WORK REQUEST —
A single number is the whole answer: how many lines in this listing contain "after".

DATA SUPPLIED —
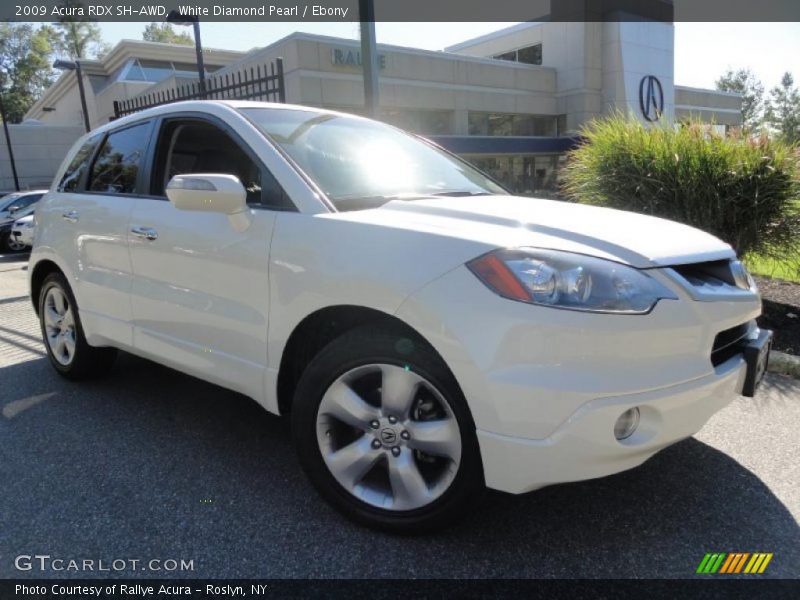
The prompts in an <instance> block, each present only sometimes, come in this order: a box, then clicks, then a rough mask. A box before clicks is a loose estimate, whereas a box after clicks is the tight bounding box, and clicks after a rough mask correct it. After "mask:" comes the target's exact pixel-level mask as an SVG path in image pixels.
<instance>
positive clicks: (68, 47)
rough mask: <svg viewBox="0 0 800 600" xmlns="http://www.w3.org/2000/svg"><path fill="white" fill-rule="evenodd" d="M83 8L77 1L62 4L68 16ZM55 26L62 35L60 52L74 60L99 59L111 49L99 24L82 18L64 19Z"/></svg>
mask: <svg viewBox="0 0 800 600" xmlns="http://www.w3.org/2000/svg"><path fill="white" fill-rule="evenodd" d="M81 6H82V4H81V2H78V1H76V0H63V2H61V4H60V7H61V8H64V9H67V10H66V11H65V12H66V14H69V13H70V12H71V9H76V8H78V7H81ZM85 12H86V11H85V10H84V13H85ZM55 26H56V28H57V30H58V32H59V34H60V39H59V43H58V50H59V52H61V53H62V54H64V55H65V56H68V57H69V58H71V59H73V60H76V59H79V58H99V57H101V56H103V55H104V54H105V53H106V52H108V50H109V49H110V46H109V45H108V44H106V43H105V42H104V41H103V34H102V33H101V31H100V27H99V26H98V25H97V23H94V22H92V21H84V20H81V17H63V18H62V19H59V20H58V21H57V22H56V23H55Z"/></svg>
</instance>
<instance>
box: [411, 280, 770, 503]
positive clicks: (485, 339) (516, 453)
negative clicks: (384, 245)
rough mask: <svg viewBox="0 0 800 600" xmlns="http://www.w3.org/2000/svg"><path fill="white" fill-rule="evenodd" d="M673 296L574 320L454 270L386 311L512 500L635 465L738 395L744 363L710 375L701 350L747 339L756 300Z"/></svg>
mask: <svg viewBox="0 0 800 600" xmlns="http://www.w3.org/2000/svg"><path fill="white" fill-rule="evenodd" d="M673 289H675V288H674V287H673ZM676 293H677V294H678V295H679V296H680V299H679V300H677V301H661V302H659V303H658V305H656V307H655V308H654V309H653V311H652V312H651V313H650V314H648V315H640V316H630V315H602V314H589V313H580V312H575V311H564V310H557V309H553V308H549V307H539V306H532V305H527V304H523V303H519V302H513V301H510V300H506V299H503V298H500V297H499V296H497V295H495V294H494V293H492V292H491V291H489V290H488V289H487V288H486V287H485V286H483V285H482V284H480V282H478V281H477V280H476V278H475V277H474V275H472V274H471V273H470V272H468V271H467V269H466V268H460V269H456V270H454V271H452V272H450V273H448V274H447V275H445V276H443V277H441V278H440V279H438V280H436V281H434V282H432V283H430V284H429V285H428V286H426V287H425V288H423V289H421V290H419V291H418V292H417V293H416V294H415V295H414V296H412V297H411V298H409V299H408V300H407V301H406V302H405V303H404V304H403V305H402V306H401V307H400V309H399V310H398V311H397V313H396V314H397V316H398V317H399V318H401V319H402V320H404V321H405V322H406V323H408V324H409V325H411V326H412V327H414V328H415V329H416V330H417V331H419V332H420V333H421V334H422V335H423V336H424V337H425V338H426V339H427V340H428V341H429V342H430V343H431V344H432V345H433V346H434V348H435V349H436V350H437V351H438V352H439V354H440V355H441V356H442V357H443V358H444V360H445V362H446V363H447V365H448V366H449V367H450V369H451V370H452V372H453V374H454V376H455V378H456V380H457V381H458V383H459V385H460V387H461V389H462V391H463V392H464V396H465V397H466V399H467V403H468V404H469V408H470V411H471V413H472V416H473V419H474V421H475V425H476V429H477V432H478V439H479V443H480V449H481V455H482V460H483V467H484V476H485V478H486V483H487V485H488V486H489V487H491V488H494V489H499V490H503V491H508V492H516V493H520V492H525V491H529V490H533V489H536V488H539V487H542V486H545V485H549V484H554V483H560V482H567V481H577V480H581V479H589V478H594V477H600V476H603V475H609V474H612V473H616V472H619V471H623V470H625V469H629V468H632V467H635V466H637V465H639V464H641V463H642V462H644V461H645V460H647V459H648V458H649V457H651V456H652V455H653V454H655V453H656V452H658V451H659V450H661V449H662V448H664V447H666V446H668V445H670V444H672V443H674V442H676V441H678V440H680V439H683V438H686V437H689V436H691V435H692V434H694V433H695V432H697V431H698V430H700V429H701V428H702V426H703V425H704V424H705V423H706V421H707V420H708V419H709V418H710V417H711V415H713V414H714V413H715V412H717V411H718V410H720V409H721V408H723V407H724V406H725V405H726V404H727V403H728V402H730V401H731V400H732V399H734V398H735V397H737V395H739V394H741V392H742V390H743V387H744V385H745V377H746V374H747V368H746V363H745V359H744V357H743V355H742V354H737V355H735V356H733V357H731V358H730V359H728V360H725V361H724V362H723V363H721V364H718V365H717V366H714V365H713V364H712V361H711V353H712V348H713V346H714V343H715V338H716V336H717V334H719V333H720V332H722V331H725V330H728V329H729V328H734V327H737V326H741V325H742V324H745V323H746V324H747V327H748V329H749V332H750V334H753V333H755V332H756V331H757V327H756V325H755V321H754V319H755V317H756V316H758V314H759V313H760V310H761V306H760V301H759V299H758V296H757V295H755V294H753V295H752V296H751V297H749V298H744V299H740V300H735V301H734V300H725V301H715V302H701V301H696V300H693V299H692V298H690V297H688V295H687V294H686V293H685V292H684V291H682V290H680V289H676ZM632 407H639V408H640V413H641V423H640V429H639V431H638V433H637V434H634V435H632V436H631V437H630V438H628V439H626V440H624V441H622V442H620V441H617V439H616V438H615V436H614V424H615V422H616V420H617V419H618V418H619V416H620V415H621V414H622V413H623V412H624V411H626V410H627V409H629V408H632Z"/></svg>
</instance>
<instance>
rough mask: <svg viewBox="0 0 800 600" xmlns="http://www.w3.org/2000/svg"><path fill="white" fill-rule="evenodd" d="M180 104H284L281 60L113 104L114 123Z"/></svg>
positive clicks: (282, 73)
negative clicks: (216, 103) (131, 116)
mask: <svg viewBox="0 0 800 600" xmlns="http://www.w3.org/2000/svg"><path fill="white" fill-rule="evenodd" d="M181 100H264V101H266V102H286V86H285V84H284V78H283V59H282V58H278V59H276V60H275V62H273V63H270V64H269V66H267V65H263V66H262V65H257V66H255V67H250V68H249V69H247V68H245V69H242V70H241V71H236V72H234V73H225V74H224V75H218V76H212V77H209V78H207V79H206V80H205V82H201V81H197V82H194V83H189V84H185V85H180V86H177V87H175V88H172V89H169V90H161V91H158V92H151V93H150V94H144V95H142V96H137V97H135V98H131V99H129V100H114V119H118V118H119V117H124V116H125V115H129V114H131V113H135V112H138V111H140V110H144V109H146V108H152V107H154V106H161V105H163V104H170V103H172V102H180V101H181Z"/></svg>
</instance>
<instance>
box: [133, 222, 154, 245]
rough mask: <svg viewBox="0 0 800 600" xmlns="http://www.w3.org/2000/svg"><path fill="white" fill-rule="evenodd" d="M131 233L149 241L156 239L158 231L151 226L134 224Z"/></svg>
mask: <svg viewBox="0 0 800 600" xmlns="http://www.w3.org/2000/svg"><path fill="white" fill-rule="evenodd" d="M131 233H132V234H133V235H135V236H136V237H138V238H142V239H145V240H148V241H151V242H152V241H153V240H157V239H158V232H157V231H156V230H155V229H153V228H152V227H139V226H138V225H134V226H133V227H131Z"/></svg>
...
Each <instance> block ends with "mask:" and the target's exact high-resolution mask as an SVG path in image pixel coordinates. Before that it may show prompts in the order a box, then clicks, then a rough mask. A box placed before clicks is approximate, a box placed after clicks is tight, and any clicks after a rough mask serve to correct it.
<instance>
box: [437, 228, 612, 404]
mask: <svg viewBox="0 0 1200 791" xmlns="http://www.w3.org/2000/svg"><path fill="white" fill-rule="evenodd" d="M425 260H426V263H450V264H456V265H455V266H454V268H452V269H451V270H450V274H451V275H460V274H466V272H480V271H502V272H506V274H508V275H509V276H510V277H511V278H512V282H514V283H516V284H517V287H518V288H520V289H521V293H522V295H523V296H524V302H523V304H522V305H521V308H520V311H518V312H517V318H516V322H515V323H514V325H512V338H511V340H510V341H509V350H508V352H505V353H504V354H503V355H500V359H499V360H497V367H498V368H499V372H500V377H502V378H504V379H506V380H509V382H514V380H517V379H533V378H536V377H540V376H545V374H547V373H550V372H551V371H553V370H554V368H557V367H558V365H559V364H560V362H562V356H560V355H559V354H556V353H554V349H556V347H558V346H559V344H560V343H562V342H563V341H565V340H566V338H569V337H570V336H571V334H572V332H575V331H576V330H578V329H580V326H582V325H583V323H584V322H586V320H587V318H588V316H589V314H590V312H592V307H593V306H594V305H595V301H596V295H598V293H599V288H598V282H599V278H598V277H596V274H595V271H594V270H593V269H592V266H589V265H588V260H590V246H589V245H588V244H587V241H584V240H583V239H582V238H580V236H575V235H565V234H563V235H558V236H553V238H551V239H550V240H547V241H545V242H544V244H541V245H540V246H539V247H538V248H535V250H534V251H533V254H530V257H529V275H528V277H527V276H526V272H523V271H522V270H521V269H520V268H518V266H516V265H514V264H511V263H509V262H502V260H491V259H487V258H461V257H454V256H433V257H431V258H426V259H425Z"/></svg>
--
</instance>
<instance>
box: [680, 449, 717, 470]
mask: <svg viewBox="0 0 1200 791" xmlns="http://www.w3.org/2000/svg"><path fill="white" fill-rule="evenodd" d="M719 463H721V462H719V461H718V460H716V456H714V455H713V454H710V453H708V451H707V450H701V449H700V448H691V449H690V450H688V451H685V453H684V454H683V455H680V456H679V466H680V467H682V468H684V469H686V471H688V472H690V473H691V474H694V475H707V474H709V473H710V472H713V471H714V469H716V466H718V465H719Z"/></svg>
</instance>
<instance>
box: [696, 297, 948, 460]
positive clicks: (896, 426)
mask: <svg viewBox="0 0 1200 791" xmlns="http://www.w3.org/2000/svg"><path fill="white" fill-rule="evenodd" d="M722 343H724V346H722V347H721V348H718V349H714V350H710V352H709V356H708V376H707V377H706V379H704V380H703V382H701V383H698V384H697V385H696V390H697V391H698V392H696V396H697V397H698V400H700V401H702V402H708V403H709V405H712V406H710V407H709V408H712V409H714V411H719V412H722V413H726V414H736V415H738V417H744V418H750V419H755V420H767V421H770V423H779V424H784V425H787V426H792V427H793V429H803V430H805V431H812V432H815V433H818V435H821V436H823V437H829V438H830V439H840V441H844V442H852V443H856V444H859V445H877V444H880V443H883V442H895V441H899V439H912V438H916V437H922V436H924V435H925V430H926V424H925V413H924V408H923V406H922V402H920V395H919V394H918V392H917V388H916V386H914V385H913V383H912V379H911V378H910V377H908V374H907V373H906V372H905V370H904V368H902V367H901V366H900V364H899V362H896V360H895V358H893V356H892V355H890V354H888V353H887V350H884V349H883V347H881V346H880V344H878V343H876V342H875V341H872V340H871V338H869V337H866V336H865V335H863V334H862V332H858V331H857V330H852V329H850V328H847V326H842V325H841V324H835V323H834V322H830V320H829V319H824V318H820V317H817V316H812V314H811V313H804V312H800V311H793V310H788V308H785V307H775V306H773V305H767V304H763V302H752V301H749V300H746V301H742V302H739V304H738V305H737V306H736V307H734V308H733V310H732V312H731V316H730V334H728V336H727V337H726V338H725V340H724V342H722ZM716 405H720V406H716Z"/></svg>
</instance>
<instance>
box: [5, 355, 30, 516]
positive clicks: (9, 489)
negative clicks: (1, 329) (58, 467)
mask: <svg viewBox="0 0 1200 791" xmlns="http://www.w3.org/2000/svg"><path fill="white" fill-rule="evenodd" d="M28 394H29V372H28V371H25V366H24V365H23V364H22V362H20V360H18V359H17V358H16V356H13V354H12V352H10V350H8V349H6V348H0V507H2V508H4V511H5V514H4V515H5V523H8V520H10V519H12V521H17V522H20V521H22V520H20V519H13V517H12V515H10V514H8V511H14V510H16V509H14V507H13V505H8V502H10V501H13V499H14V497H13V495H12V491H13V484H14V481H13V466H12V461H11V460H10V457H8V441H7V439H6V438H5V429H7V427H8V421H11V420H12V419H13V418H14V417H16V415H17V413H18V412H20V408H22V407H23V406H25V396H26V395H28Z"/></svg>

EXERCISE ANSWER —
2